__YOUR TASK__
Reproduce every item below verbatim, line by line, and omit the pictures from your output.

────────────────

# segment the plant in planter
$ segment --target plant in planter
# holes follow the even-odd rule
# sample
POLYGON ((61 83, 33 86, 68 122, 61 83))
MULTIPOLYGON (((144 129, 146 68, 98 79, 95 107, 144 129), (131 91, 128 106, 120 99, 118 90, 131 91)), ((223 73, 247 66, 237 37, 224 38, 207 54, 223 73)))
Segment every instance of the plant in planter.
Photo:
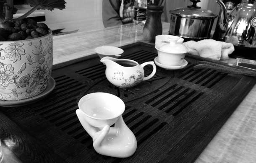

────────────────

__EXERCISE OUTPUT__
# segment the plant in planter
$ segment --target plant in planter
# holes follow the even-odd rule
# sample
POLYGON ((61 83, 33 86, 68 122, 61 83))
MULTIPOLYGON (((144 129, 146 68, 98 79, 95 107, 144 129), (131 91, 128 106, 120 99, 118 90, 131 91)), ((223 73, 247 66, 237 37, 224 38, 207 54, 223 73)))
Segment every instance of the plant in planter.
Photo:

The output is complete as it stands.